Workouts and balance sheet restructurings will soon be a necessity in the cannabis industry. With the combination of increased use of debt financing, tightening capital markets and a shakeout of winners and losers in growing, processing and distribution, insolvencies are a certain issue in the near future. But, there are very real obstacles to restructuring a cannabis business in both the US and Canada, especially when compared to traditional industries.
In the United States, marijuana is legal to some degree, in all but three States, but remains illegal at the Federal level. Even the hemp business may not be as legal as everyone thinks, given the gap between State and Federal laws and the FDA regulation of CBD derived from hemp. The result is that cannabis companies are effectively prohibited from filing bankruptcy in the United States and therefore they are not able to seek protection from creditors and to use the courts to help facilitate a work out plan.
The Bankruptcy Courts generally dismiss cannabis-related cases on the grounds that a bankruptcy trustee cannot administer the assets without violating Federal law or the bankruptcy plan cannot comply with the good faith requirements of the Bankruptcy Code. This is true for those participating directly in the cannabis business (growers, processors, and sellers) as well as for businesses that indirectly touch the industry, including commercial landlords with cannabis tenants and gardening suppliers that may sell to growers.

§ RECORDS PROVIDED
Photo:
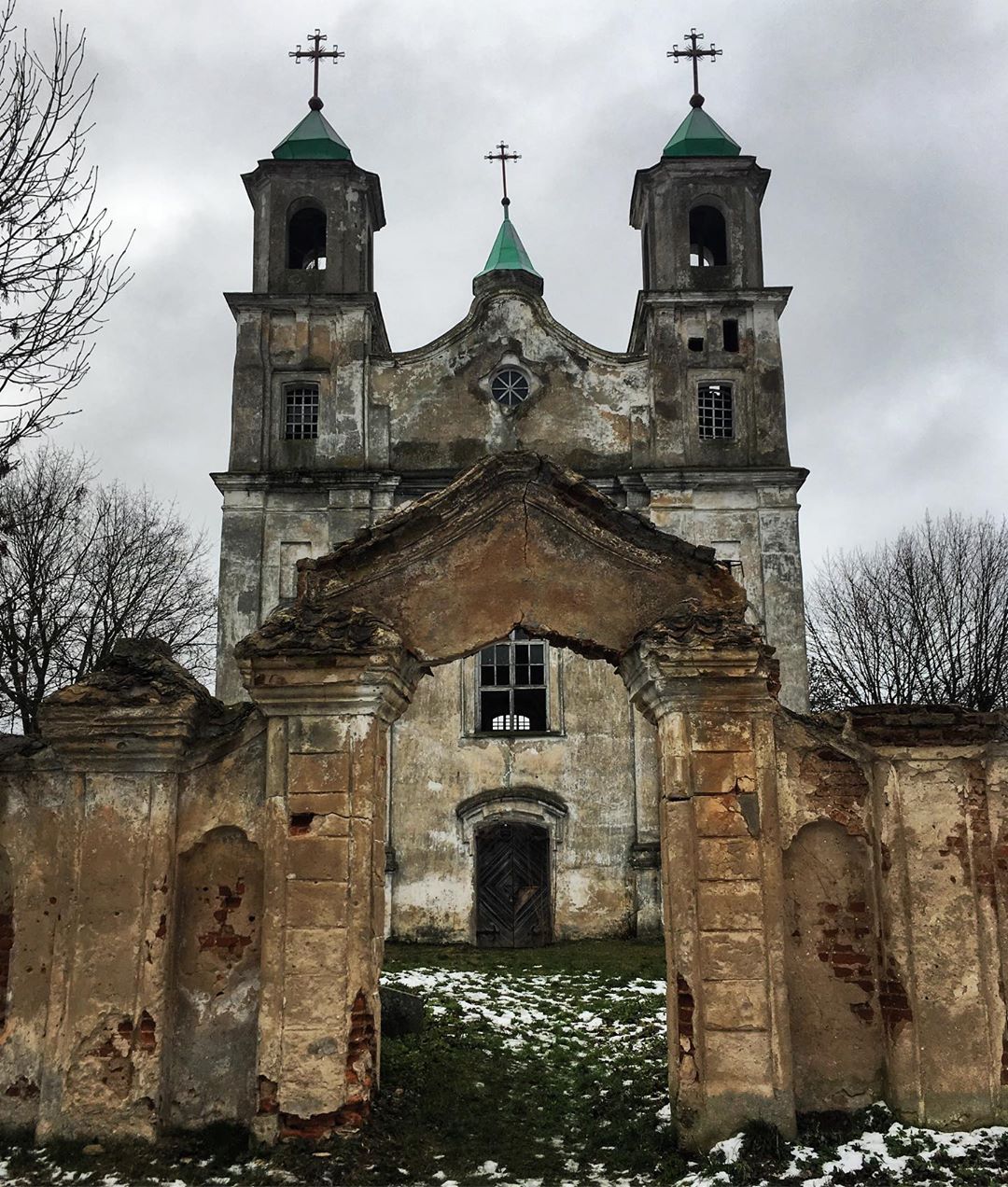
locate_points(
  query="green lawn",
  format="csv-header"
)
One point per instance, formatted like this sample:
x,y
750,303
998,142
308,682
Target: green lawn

§ DIRECTIVES
a) Answer these questions using the passage on cannabis restructuring.
(i) In how many States is marijuana not legal to any degree?
(ii) On what two grounds do the Bankruptcy Courts generally dismiss cannabis-related cases?
(iii) Which two kinds of businesses are given as ones that indirectly touch the industry?
b) Write out the stretch of the passage on cannabis restructuring from "The Bankruptcy Courts" through "sell to growers.", word for word.
The records are not needed for what comes next.

§ RESPONSES TO THE EXERCISE
a)
(i) Three.
(ii) A bankruptcy trustee cannot administer the assets without violating Federal law, or the bankruptcy plan cannot comply with the good faith requirements of the Bankruptcy Code.
(iii) Commercial landlords with cannabis tenants and gardening suppliers that may sell to growers.

b)
The Bankruptcy Courts generally dismiss cannabis-related cases on the grounds that a bankruptcy trustee cannot administer the assets without violating Federal law or the bankruptcy plan cannot comply with the good faith requirements of the Bankruptcy Code. This is true for those participating directly in the cannabis business (growers, processors, and sellers) as well as for businesses that indirectly touch the industry, including commercial landlords with cannabis tenants and gardening suppliers that may sell to growers.